→ Source text:
>> BEGIN
You are selling the Kindle worldwide and I can't even read a book in French !
The Nook supports it !
Could you please add Unicode support ?
Thanks

Posted on Apr 30, 2010 2:18:31 AM PDT
Frozen River says:
It would be great to have unicode support on kindle. And it does not seem to be a big deal to build it in the system.

In reply to an earlier post on Apr 30, 2010 4:57:06 AM PDT
Last edited by the author on Apr 30, 2010 4:59:56 AM PDT
Dragi Raos says:
You *can* read any book in any Latin version, including, say, Croatian Latin digraphs used only when transcribing Serbian Cyrillic and wanting to keep the character count the same (Latin Extended-B; we never use those in Croatian). However, characters not in basic Latin (ISO 8859-1 or even less) should be encoded as HTML "entities", not simply an Unicode character encoded in UTF-8.

Edit: If I find some time this weekend, I will try to demonstrate this.

In reply to an earlier post on Apr 30, 2010 5:33:46 AM PDT
Paxton says:
I have several books in French on my Kindle. Also German and Spanish (and I believe Italian and Portuguese is available). They use the roman alphabet and text is searchable and typeable via the included keyboard.

Other languages (Cyrillic, Arabic, etc) use totally different symbols and unicode programming would mean using two "bytes" of information for each character instead of one. That can significantly change the programming required to handle such text for retrieval, searching and display, not to mention figuring out how to type in search terms, etc, given the current roman keyboard (adding an entire new alphabet to the special symbols page would work, but would be agonizing to use for every character).
>> END
→ Information supplied:
>> BEGIN
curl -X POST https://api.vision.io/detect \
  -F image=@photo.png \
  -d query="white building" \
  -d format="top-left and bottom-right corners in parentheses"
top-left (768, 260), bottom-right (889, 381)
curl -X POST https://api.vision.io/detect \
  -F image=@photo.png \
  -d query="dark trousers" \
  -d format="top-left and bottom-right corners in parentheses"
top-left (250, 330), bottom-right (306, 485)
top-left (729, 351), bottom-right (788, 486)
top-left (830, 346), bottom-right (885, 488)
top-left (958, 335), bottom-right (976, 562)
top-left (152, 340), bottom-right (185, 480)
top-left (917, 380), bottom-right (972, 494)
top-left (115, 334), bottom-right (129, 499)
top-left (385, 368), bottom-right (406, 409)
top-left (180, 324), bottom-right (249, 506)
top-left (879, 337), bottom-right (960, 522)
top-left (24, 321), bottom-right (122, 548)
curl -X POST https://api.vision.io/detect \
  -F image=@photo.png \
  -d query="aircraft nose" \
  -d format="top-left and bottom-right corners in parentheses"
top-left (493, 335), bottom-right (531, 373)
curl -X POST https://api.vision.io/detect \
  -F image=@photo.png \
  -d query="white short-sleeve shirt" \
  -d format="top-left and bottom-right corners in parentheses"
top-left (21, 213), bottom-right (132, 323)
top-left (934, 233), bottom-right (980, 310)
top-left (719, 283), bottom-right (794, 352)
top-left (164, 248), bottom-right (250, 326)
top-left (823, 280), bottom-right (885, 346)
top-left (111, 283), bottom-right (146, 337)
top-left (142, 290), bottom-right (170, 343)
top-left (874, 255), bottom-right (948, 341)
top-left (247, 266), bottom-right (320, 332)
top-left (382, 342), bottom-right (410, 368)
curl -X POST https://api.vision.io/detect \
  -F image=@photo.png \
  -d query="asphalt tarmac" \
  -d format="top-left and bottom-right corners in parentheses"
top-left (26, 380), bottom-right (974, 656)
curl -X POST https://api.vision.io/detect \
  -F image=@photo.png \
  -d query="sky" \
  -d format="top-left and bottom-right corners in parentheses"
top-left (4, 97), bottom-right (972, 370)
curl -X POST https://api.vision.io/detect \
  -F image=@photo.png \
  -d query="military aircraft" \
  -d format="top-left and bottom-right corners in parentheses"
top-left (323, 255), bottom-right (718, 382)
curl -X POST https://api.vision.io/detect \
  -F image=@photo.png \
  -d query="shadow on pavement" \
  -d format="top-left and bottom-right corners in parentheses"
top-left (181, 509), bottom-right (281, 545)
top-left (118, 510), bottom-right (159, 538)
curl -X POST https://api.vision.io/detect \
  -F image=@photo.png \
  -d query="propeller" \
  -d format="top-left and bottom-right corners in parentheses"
>> END
→ Written problem 1:
In the Kindle forum thread, switch "great" to "wonderful" and write out everything from "Posted on Apr" down to "in the system.".
→ Written problem 2:
In the Kindle forum thread, how many bytes per character does Paxton say unicode programming would use?

→ Task solution 1:
Posted on Apr 30, 2010 2:18:31 AM PDT
Frozen River says:
It would be wonderful to have unicode support on kindle. And it does not seem to be a big deal to build it in the system.

→ Task solution 2:
Two bytes for each character instead of one.